Convert these lines into a Markdown table with the columns Row and Line, numbering each non-blank line and leaving out the blank ones.

**Box-labeled dataset extracts**
********************
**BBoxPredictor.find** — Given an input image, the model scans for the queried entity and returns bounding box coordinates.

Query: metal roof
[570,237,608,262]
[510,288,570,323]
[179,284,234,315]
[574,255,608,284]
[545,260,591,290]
********************
**RESPONSE**
| Row | Line |
|---|---|
| 1 | **BBoxPredictor.find** — Given an input image, the model scans for the queried entity and returns bounding box coordinates. |
| 2 | Query: metal roof |
| 3 | [570,237,608,262] |
| 4 | [510,288,570,323] |
| 5 | [179,284,234,315] |
| 6 | [574,255,608,284] |
| 7 | [545,260,591,290] |